◆ Dataset ◆
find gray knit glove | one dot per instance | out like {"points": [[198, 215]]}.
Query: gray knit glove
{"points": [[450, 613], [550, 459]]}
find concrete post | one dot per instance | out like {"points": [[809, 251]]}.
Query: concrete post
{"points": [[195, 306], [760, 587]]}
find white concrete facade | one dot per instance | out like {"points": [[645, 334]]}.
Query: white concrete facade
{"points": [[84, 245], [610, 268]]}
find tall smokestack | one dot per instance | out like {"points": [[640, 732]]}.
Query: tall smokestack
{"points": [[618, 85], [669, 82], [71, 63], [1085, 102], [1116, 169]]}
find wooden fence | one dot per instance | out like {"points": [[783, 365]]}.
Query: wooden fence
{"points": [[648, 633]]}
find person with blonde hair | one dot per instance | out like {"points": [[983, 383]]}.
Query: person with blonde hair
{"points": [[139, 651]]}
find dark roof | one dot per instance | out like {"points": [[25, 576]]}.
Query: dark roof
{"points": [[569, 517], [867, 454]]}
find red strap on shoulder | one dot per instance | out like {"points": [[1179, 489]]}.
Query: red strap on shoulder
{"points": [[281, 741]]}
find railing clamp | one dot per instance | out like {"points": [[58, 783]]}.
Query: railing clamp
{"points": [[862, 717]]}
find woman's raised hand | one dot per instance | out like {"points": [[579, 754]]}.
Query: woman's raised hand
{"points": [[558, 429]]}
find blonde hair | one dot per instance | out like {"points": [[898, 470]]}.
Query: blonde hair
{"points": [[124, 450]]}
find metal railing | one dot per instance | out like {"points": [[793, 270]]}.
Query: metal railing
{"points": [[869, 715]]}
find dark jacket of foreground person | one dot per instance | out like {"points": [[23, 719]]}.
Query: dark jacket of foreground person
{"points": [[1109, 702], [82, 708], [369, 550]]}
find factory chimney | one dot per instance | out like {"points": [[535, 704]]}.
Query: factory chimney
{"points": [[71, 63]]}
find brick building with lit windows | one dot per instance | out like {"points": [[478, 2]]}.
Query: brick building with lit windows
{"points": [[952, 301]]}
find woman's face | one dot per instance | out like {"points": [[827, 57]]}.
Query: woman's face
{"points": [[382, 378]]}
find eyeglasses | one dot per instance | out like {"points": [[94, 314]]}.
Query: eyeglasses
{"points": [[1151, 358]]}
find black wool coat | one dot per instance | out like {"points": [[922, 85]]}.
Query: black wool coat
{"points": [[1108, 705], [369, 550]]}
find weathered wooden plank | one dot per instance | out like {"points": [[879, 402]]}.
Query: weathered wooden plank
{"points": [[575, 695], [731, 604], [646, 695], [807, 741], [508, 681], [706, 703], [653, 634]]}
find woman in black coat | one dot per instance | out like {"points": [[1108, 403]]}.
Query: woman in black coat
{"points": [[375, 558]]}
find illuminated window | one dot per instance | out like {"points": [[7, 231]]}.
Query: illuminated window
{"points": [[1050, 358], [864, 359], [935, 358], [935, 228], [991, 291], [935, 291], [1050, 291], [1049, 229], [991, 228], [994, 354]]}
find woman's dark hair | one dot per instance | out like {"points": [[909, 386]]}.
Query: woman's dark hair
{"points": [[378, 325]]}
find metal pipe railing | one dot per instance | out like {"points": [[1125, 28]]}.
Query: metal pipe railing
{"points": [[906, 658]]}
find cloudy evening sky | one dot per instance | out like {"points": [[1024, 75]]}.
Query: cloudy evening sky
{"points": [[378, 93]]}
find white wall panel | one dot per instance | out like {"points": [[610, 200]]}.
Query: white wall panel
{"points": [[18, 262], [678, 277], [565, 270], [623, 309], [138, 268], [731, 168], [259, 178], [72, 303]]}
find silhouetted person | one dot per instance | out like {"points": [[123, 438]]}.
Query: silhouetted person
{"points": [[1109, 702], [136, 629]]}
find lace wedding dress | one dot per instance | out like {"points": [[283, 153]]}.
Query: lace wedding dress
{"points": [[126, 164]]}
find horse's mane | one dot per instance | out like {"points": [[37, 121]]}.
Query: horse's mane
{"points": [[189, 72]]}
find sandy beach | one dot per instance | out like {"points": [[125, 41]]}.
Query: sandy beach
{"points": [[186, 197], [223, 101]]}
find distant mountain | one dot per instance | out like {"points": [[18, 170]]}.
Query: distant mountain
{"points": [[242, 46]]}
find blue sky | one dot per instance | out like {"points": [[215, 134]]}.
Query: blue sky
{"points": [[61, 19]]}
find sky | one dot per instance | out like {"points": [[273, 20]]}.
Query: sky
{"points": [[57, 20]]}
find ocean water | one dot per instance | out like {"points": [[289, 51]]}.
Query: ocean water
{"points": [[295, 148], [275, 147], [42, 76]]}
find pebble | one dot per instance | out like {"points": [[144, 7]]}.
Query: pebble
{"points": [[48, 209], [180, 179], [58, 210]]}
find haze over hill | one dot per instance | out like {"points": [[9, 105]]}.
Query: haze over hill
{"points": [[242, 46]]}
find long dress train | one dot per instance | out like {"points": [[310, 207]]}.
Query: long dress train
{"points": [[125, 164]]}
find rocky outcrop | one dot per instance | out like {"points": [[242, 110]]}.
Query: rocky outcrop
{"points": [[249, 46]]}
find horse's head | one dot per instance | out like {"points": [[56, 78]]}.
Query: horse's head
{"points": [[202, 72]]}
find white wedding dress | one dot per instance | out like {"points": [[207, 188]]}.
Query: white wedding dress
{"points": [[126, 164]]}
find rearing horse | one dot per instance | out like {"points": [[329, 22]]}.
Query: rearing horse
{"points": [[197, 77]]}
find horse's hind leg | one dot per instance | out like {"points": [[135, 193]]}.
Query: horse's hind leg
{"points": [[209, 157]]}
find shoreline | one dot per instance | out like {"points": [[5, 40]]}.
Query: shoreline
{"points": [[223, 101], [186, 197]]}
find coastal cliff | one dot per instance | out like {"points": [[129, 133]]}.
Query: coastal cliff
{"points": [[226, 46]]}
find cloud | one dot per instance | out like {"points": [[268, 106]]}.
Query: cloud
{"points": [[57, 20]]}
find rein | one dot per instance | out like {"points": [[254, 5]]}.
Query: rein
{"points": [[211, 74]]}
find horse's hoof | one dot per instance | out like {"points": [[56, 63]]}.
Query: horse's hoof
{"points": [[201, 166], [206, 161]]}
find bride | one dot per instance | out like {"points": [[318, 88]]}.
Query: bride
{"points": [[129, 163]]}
==
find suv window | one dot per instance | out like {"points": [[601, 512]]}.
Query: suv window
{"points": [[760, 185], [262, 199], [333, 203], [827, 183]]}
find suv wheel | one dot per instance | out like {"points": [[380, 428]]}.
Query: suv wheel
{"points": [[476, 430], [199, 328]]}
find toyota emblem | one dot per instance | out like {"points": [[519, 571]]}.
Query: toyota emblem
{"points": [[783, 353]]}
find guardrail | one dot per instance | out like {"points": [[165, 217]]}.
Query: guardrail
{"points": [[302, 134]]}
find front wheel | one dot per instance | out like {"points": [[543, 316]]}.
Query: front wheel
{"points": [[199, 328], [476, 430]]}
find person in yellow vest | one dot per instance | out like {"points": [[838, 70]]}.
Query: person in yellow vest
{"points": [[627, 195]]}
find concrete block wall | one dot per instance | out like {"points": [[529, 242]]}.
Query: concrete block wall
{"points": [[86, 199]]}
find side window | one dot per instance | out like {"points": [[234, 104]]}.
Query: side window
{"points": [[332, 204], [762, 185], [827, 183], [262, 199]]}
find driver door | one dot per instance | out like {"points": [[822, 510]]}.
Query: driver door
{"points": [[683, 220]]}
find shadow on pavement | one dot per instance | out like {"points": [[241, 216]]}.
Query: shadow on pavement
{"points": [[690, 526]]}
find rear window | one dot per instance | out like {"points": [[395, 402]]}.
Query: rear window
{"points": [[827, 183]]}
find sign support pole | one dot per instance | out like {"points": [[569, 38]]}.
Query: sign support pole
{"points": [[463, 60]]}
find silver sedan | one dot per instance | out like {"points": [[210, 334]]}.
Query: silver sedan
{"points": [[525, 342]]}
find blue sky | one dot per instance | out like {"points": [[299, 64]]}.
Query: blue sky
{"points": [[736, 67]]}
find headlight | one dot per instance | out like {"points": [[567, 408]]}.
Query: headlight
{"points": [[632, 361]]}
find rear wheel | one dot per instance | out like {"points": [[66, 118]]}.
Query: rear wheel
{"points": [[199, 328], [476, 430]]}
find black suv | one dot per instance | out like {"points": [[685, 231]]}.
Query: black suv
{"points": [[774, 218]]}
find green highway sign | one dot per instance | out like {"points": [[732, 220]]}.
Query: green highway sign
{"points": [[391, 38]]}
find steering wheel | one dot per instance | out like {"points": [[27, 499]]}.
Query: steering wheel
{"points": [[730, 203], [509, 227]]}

◆ Problem to work on ◆
Could you repeat exactly the lines in the listing above from the one with "Query: concrete post" down to the one with "find tall smokestack"? Include both of those lines.

◆ Response ◆
Query: concrete post
{"points": [[195, 306], [760, 587]]}
find white concrete facade | one dot per instance | out like {"points": [[645, 334]]}.
Query: white concrete facade
{"points": [[84, 245], [610, 268]]}
find tall smokestack | one dot per instance | out like {"points": [[640, 732]]}.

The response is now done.